_The data_.
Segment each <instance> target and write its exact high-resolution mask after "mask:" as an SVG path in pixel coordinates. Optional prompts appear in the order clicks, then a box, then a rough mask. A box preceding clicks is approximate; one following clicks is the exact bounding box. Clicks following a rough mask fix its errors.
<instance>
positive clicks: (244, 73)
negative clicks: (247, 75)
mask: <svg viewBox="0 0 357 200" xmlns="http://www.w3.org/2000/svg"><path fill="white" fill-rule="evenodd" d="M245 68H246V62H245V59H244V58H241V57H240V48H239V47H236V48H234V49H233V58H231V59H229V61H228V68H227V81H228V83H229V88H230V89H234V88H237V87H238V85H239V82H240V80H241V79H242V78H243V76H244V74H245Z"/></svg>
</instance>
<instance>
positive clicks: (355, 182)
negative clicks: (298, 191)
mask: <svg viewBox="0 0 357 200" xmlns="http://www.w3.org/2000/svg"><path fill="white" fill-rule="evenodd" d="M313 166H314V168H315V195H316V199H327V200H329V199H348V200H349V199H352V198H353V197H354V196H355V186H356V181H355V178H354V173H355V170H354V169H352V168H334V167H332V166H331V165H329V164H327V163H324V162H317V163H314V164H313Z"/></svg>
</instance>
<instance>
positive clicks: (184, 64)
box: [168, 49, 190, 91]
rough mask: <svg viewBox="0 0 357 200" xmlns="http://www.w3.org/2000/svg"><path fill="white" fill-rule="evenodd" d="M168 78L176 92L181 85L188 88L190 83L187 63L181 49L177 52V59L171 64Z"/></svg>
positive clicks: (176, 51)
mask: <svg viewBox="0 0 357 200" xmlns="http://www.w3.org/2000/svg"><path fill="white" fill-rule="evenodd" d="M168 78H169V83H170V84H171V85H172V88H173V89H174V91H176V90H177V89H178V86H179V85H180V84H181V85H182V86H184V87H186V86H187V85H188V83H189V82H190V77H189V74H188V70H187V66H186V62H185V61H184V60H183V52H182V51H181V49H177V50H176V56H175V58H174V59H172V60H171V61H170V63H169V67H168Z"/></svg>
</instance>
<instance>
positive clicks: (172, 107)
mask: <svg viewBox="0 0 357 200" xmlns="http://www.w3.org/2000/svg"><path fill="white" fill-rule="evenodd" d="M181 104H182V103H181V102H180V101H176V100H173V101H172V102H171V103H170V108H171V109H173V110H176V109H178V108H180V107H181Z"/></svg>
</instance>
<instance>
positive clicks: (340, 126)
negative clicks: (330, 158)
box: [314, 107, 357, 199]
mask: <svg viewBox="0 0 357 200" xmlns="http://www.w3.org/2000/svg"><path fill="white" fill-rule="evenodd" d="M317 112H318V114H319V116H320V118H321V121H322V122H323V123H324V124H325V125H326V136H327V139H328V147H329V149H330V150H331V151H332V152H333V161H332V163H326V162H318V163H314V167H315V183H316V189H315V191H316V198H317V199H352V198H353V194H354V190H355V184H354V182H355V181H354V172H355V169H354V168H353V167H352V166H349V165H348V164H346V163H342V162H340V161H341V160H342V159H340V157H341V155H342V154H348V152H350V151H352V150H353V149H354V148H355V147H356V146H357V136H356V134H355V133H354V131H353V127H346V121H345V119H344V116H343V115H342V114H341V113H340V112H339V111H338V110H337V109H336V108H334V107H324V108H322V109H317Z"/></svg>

_Exercise goal_. What lines in the listing above hold the string "rough"? List them.

_Task answer_.
Segment each <instance> target and write its exact high-resolution mask after "mask:" as an SVG path in pixel coordinates. Optional prompts appear in the order clicks, then a box, then a rough mask. A box preceding clicks is approximate; one following clicks is the exact bounding box. Clicks following a rough mask fix its errors.
rough mask: <svg viewBox="0 0 357 200" xmlns="http://www.w3.org/2000/svg"><path fill="white" fill-rule="evenodd" d="M168 78L176 92L181 85L188 88L190 83L187 63L181 49L177 52V59L171 64Z"/></svg>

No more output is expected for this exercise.